WHAT TO DO> Extract the final stretch of the data: the line that contains "container in this photo." and every line after it, unaltered, and no other lines.

## Begin DATA PROVIDED

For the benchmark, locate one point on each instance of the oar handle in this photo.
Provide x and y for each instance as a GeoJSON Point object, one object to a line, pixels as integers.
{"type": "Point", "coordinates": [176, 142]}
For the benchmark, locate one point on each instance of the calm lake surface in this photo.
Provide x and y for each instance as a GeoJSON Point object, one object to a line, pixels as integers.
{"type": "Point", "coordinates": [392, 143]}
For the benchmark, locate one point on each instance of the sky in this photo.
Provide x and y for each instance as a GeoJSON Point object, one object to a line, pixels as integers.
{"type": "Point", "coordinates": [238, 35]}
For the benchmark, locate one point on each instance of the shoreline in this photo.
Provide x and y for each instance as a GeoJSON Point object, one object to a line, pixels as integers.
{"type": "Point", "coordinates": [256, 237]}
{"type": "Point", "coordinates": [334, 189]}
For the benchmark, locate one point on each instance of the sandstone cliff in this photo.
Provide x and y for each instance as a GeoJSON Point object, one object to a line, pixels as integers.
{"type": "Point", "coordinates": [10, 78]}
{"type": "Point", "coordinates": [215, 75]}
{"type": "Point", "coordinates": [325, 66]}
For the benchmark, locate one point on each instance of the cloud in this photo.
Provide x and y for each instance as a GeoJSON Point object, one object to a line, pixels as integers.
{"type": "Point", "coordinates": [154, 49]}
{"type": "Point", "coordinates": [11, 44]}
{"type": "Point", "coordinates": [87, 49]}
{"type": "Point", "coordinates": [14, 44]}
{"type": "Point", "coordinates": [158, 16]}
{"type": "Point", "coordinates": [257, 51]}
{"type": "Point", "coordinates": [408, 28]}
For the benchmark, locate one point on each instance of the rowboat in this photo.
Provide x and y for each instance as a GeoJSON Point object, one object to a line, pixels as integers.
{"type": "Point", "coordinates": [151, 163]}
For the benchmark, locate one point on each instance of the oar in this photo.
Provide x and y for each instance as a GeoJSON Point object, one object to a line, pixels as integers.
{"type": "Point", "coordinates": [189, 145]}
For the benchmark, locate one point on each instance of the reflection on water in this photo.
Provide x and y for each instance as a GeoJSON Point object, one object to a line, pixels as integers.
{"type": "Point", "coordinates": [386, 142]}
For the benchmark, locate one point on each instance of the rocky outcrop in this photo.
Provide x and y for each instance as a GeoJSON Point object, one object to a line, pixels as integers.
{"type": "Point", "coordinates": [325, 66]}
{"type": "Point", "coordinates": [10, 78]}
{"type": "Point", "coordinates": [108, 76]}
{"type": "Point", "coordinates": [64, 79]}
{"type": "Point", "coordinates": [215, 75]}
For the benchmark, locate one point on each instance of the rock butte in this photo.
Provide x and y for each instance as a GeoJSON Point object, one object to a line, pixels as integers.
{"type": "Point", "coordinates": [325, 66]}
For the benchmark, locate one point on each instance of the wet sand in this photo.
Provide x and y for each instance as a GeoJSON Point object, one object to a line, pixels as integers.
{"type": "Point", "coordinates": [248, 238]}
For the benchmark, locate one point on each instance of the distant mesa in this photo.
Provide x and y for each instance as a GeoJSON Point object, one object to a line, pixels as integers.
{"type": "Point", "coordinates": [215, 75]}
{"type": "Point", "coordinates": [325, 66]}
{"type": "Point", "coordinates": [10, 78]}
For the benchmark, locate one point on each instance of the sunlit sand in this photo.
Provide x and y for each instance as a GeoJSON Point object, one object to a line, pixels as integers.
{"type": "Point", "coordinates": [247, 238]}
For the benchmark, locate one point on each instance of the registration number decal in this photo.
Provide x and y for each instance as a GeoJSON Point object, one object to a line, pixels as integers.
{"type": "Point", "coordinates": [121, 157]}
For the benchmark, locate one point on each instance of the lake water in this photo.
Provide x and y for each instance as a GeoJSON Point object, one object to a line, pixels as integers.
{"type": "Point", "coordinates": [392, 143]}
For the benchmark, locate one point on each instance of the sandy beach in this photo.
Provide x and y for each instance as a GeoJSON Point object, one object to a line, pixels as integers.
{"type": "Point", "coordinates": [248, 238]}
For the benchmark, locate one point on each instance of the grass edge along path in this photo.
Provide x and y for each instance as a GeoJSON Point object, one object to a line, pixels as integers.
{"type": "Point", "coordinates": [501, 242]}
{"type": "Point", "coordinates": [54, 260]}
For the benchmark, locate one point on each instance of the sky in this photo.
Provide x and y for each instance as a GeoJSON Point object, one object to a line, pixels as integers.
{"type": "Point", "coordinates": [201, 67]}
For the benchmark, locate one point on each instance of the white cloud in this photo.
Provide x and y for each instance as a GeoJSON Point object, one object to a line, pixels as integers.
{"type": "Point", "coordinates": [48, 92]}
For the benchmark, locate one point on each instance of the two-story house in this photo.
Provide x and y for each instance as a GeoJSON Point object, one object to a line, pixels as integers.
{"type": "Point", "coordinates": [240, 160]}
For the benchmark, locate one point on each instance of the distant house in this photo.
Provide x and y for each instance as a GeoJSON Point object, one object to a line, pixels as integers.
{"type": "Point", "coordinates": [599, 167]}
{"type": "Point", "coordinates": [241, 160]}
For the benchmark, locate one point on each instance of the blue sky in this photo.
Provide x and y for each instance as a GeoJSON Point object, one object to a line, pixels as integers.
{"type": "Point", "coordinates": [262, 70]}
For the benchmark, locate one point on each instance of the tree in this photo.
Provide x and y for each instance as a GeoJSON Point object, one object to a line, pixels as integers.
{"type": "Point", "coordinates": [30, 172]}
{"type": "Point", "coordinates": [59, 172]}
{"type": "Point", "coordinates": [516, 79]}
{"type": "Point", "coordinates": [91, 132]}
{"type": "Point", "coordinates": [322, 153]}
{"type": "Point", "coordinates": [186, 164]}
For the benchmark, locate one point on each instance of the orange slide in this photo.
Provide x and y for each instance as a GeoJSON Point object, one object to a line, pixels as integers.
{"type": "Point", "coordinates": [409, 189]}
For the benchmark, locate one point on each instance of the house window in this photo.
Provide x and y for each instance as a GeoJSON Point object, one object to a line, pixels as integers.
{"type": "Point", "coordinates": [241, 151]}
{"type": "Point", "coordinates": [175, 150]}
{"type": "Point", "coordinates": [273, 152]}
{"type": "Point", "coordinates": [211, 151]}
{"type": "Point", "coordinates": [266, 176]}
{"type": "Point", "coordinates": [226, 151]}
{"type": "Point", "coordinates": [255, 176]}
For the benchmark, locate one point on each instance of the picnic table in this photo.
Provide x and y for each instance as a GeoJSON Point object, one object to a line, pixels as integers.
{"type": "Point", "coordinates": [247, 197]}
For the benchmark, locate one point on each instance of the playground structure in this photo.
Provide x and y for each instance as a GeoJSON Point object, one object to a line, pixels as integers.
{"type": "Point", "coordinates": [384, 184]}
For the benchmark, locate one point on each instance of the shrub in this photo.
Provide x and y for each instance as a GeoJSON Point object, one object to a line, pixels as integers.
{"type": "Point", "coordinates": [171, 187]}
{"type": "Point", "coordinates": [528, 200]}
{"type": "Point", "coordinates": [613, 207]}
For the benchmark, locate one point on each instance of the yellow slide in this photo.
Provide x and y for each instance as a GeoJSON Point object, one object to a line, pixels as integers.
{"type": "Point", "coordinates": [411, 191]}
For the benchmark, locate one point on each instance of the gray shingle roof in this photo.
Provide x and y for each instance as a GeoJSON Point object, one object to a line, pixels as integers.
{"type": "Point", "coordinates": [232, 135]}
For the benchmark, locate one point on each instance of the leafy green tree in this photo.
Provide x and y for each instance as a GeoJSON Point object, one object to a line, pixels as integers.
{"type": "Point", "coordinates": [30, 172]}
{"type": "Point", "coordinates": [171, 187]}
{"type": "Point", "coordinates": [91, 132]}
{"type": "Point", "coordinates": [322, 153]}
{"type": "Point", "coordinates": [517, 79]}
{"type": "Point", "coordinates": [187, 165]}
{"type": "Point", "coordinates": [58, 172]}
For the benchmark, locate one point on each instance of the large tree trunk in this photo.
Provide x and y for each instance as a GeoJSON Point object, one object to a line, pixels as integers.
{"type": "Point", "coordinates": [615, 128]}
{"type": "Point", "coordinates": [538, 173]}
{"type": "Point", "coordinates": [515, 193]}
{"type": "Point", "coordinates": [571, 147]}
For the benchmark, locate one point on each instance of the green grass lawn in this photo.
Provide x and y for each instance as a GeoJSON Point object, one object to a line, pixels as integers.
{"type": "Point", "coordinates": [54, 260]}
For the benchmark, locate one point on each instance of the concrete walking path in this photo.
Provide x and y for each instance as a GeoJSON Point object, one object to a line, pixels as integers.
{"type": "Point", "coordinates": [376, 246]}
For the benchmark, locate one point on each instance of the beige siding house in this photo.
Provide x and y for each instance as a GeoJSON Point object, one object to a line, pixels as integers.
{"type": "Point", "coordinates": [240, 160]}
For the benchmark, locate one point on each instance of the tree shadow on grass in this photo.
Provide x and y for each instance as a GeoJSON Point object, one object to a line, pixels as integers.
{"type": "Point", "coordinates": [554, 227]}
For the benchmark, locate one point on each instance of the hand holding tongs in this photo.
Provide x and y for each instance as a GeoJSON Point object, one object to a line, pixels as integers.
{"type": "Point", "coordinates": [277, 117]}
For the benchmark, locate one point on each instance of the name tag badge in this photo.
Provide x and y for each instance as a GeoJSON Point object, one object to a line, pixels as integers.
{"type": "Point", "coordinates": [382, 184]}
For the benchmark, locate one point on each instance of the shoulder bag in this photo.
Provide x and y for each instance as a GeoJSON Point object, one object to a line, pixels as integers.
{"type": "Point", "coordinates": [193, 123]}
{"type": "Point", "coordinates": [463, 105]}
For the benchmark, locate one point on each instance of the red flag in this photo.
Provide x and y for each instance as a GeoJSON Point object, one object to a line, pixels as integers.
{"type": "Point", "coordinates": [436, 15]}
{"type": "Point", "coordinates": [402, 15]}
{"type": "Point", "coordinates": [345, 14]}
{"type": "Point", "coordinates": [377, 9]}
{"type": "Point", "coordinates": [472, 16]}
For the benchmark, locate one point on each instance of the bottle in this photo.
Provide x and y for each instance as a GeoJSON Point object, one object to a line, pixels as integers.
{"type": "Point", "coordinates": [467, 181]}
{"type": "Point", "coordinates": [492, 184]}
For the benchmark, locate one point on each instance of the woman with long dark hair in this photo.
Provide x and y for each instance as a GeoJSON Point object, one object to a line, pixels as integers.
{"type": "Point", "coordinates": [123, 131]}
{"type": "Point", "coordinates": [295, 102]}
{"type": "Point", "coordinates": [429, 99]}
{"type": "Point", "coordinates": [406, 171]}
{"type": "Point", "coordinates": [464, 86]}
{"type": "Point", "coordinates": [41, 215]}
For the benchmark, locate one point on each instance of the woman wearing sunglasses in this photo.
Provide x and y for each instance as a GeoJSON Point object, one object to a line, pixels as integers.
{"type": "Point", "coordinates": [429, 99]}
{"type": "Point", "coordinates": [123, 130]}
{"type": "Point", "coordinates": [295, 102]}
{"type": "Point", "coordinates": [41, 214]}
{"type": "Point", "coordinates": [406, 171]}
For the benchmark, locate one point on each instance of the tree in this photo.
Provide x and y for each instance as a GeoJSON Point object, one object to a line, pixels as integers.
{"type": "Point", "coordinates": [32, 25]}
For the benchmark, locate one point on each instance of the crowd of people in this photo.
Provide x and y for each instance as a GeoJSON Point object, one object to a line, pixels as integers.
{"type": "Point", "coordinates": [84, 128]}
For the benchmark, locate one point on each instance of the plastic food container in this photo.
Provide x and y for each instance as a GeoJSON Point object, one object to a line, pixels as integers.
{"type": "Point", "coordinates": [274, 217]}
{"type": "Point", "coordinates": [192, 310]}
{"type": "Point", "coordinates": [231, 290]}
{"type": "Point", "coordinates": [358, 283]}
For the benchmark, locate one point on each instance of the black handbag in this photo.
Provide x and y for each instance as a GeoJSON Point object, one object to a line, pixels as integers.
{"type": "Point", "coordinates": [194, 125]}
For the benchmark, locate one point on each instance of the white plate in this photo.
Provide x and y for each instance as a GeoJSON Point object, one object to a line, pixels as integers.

## End DATA PROVIDED

RESULT FOR THIS EXERCISE>
For the benchmark, locate one point on each instance of the plastic food container in this photo.
Provide x and y for each instance as a GeoJSON Point object, one object to a line, pixels as integers.
{"type": "Point", "coordinates": [274, 217]}
{"type": "Point", "coordinates": [192, 310]}
{"type": "Point", "coordinates": [231, 290]}
{"type": "Point", "coordinates": [358, 283]}
For the benchmark, locate one point on each instance of the black handbag in this photo.
Provide x and y for each instance as a GeoJSON Point object, one object to a line, pixels as integers.
{"type": "Point", "coordinates": [194, 125]}
For the benchmark, locate one point on each instance of the white plate in this photo.
Provide x and y for each instance as a GeoJSON Point object, one object to a line, pixels as integers.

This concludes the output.